■ **Prompt**
Return every line of the records below that contains the word "tire".

** begin Task material **

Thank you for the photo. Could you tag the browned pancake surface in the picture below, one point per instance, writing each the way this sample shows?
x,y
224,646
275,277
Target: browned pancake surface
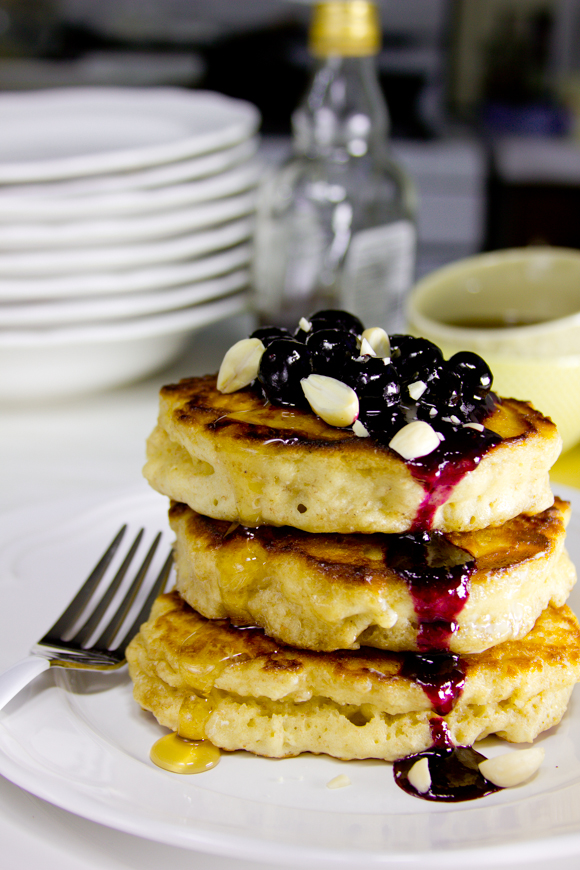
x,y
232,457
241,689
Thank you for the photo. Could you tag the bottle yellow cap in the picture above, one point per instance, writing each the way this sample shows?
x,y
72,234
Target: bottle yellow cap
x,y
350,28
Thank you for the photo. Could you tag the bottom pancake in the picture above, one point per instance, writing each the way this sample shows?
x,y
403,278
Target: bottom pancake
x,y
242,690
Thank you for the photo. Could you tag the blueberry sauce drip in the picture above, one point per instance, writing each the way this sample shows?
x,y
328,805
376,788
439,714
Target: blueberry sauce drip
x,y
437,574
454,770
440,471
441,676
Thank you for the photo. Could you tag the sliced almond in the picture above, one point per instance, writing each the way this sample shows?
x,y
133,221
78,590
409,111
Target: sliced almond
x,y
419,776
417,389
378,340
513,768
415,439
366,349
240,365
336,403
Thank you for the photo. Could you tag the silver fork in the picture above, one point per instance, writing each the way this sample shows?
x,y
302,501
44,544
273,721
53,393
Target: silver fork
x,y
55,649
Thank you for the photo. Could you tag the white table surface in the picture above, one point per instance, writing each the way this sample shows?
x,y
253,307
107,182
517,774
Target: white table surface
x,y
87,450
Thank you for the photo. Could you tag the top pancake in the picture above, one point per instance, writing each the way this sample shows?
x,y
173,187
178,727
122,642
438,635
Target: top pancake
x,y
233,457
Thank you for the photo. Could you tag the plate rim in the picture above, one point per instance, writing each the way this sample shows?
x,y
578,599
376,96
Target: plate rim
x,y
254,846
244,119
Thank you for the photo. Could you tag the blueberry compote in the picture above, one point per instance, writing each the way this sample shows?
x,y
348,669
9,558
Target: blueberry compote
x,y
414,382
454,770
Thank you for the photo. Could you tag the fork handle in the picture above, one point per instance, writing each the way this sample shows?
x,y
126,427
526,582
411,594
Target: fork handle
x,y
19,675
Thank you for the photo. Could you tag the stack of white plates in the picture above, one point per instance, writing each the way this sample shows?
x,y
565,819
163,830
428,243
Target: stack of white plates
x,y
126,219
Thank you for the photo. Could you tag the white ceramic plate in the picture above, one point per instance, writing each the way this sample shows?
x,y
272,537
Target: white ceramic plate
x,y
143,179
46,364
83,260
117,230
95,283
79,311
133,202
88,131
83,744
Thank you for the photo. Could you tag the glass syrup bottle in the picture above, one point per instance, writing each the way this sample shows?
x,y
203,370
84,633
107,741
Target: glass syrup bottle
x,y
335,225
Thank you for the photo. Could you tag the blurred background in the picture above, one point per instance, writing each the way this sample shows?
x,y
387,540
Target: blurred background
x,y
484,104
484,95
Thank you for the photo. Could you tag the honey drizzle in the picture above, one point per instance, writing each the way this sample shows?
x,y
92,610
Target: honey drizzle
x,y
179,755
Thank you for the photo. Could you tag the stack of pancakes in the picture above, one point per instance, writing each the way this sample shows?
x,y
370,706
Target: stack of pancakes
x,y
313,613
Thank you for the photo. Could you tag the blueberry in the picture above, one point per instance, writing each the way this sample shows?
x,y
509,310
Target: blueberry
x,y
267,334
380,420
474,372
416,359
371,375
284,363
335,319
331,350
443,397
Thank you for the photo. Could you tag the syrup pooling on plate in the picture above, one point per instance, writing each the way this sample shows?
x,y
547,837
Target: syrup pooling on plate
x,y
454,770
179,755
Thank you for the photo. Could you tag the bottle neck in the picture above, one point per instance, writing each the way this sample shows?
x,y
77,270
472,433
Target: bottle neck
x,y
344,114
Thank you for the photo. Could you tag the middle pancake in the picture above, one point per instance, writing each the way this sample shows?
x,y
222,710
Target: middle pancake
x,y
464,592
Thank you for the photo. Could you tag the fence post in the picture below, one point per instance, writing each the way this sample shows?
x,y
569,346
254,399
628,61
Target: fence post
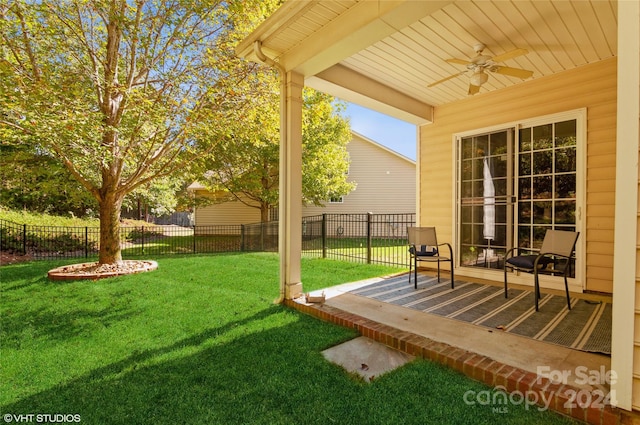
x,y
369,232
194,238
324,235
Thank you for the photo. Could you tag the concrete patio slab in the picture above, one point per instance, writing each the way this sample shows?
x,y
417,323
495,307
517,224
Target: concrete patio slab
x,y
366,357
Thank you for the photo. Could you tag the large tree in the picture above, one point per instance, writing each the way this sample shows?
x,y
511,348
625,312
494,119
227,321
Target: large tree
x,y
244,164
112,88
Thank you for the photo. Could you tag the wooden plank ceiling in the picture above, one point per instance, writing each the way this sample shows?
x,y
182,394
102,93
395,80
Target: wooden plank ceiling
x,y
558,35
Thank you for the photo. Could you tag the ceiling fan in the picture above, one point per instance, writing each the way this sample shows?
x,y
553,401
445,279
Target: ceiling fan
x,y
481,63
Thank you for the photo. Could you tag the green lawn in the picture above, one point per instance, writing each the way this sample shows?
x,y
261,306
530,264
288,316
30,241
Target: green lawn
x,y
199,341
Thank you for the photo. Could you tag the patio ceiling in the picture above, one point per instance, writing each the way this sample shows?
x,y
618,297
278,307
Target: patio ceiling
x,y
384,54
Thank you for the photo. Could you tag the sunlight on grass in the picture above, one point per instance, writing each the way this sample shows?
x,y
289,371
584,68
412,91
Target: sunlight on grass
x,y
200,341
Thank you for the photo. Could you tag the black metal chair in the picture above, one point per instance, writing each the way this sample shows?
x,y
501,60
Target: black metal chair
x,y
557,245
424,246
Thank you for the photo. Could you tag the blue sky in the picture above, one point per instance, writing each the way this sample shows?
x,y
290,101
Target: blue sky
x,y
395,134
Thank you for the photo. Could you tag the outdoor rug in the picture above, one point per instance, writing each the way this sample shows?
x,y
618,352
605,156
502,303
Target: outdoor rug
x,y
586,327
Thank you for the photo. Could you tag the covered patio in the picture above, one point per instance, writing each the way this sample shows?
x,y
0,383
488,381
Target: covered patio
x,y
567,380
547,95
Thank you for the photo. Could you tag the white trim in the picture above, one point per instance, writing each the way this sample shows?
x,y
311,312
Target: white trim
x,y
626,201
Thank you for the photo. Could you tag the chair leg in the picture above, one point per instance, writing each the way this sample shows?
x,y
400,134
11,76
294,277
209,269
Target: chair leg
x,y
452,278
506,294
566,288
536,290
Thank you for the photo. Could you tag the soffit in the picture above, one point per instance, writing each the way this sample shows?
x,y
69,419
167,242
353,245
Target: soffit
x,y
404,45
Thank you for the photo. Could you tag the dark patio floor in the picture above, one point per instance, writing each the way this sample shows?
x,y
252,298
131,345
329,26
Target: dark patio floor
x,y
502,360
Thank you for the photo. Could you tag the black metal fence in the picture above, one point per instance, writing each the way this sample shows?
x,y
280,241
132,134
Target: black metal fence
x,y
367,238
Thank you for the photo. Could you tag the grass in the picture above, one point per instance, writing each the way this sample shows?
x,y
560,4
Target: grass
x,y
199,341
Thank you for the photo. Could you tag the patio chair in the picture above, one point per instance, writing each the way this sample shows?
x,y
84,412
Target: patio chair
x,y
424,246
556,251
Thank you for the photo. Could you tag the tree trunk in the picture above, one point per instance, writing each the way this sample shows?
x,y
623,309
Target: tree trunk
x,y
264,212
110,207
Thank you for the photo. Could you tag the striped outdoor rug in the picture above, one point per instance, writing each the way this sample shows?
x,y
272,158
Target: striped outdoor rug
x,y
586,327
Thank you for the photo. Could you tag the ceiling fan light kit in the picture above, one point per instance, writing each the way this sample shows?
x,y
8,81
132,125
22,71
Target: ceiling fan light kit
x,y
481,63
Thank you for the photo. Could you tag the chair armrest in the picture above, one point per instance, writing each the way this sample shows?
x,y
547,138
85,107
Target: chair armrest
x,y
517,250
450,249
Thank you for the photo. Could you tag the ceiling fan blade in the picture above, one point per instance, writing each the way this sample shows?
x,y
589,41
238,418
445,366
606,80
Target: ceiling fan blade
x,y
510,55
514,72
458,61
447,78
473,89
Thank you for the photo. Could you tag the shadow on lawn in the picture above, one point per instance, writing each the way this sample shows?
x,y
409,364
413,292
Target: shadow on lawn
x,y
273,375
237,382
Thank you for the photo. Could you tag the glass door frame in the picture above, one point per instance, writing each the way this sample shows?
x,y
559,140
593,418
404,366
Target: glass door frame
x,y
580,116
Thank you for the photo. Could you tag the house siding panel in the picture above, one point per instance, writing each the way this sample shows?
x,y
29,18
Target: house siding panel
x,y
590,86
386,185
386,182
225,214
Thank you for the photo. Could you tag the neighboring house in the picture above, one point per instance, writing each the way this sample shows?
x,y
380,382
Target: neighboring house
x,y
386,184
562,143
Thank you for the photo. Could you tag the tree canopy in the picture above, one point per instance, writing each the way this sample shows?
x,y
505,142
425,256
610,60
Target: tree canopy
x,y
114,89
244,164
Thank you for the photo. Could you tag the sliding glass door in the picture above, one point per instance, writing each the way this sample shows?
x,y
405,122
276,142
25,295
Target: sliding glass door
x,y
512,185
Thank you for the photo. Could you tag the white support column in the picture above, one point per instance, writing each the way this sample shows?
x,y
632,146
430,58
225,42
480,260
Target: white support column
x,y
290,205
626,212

** end Task material **
** begin Task material **

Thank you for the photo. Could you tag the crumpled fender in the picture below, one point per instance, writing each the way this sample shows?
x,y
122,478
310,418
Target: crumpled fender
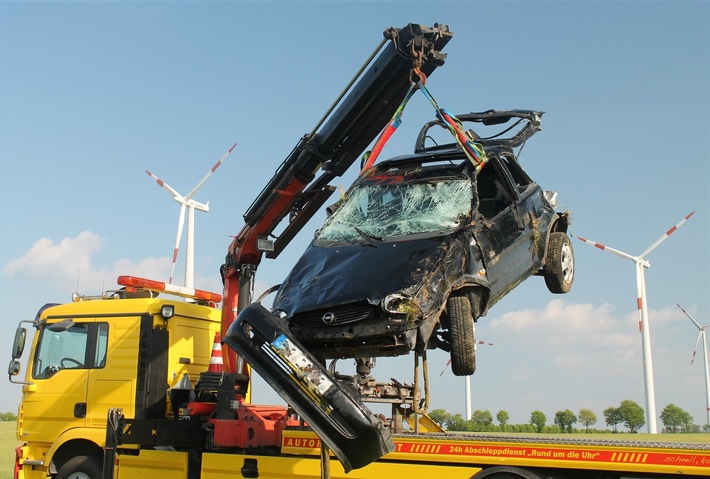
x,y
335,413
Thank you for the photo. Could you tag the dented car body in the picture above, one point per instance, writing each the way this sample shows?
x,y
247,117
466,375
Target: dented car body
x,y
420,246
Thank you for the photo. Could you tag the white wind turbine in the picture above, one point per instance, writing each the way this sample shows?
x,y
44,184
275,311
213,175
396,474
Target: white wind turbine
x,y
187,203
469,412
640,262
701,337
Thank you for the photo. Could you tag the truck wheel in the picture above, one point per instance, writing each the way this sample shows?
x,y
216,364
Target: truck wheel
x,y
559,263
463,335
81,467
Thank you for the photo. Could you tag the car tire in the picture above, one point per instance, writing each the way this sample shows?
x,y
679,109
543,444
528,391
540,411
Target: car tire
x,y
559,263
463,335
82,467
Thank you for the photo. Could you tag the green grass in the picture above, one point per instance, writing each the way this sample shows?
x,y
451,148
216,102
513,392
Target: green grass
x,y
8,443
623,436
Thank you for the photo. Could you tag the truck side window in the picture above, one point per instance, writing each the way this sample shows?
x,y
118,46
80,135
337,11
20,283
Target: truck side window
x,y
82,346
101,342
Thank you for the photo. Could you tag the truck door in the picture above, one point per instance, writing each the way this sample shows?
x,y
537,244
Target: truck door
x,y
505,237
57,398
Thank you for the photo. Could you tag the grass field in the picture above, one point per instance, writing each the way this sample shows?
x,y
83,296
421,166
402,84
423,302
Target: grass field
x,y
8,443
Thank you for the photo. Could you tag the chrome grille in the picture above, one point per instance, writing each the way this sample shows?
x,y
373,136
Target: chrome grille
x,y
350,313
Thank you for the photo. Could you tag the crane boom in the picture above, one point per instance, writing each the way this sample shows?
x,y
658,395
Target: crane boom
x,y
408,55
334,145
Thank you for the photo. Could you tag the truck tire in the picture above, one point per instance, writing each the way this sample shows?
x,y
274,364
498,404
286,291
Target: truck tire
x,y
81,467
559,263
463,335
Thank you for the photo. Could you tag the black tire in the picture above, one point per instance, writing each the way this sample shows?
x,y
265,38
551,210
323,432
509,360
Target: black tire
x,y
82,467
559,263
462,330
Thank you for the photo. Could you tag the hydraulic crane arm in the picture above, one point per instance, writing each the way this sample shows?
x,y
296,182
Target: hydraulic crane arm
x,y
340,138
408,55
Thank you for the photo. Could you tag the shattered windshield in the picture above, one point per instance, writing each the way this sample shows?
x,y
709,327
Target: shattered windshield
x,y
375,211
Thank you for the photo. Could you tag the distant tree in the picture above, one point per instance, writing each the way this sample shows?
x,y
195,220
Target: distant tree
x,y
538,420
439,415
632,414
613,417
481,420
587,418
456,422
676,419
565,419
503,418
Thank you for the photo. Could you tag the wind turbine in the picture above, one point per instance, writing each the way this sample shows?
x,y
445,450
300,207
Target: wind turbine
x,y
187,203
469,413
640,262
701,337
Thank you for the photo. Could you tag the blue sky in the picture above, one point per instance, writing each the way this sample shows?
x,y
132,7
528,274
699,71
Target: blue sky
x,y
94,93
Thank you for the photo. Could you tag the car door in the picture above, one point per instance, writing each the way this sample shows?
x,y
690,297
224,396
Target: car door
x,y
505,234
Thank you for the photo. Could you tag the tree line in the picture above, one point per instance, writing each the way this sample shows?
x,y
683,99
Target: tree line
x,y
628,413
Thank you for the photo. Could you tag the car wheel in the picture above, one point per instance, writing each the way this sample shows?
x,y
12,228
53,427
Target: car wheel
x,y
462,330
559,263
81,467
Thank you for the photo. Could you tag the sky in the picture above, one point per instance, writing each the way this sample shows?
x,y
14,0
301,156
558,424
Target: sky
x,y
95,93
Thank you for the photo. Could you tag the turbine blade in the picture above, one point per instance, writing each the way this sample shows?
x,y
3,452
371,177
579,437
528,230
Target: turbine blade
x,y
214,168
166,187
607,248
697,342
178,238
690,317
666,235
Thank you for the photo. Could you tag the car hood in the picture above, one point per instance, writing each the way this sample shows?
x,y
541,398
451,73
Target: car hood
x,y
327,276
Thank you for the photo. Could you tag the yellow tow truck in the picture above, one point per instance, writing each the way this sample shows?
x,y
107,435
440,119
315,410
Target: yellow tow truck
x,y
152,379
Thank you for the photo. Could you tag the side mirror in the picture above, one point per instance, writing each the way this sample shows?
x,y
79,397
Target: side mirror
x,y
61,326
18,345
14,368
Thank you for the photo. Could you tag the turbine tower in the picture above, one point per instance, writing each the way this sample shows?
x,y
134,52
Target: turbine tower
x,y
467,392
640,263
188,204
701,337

** end Task material **

■ **Result of this task**
Thank you for the photo. Could you tag the car tire in the picture above, one point per instance, writing each the way this sample shows?
Target: car tire
Thank you for the photo. Could you tag the truck tire in the picture above, one point per instance, writing each the way this sample shows?
Target: truck tire
Thank you for the photo. Could you tag the black tire in the picture above, one point per instance, writing each the way this sample shows?
Target: black tire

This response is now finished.